Tasks for this exercise:
1) Reproduce the part of the article on US consumer prices that starts with "The continually high" and goes on through "its borrowing rate.".
2) Carry on the article about rising US consumer prices, beginning right after its last sentence.

Text shown:
=== Section Start ===

US consumer prices climbed 5.4% on a seasonally adjusted basis in September compared to the same month last year, with notable price increases in food and rents, the Labor Department said today.

That rise was slightly higher than the year-on-year gain reported in August.

On a monthly basis, the Labor Department said the consumer price index (CPI) rose 0.4% last month, just above analysts' forecasts.

The world's largest economy has dealt with price increases throughout this year as businesses reopen from Covid-19 shutdowns in 2020 and supply chains deal with shortages and delays.

The continually high rates of inflation pose a challenge for the Federal Reserve, which has indicated it may begin pulling back on monetary stimulus by the end of the year but may wait longer to raise its borrowing rate.

US President Joe Biden's opponents have also used the price increases to argue his spending plans are excessive.

=== Section End ===

Referring expression grounding data
=== Section Start ===

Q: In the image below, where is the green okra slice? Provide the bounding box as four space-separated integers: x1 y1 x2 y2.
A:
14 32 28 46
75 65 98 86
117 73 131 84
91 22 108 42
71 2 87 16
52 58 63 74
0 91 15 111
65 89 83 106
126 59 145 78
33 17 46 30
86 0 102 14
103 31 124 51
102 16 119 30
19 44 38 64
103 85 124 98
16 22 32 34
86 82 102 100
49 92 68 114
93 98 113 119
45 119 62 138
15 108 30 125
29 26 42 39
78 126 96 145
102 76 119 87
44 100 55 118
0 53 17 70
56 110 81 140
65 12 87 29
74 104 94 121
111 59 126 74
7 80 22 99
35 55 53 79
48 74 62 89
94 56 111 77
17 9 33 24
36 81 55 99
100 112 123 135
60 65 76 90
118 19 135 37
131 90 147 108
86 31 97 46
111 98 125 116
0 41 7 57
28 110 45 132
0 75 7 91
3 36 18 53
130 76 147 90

=== Section End ===
=== Section Start ===

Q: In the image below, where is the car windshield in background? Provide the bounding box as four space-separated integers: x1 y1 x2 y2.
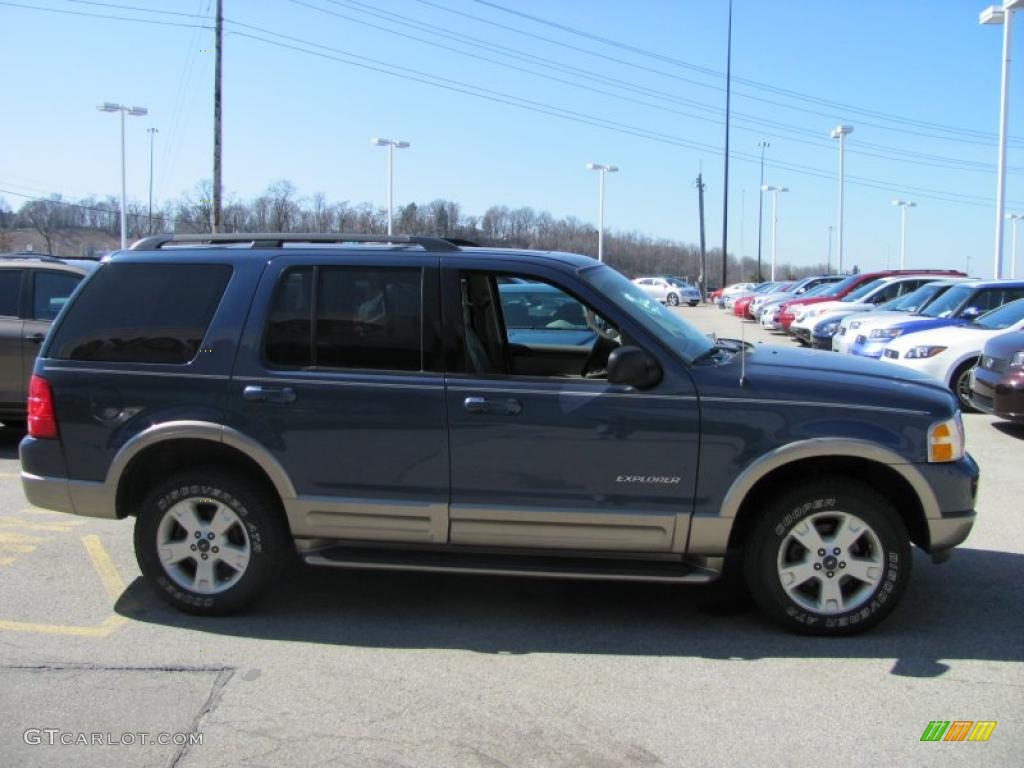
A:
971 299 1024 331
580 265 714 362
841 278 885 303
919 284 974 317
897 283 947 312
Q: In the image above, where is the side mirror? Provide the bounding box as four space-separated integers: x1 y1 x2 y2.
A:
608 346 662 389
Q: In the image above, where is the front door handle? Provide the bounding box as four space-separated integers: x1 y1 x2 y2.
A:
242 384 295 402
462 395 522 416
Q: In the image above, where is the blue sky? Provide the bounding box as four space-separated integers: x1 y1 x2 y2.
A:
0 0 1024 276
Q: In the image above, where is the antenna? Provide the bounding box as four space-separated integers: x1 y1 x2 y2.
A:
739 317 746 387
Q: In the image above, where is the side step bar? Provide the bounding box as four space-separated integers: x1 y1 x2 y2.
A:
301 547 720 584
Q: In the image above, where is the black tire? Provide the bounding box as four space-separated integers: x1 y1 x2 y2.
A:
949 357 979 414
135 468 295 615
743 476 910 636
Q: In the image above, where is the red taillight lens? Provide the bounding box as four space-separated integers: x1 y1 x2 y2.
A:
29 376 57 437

=== Section End ===
=== Section Start ===

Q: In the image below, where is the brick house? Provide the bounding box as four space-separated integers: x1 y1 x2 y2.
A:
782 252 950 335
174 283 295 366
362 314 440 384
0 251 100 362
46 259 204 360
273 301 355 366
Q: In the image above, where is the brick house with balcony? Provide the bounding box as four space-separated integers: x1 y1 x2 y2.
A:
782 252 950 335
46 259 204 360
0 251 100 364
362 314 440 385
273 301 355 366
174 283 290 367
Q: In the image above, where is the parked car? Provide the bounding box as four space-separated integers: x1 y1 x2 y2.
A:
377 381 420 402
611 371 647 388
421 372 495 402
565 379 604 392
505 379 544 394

=== Section End ===

Answers to the tasks:
1)
The continually high rates of inflation pose a challenge for the Federal Reserve, which has indicated it may begin pulling back on monetary stimulus by the end of the year but may wait longer to raise its borrowing rate.

2)
Excluding volatile food and energy prices, inflation rose 4% last month compared to the same month in 2020. Compared to last August, it was up 0.2%.

More than half of the overall price increases last month came from hikes in the prices of shelter and food, the Labor Department said.

Food rose 0.9%t and the food at home category, which includes groceries, climbed 1.2%. Shelter gained 0.4%.

The impact of rising global oil prices were seen in the data, with the gasoline index climbing 1.2% compared to August and energy overall rising 1.3%.

Over the last 12 months, energy prices rose 24.8% and food prices are up 4.6%.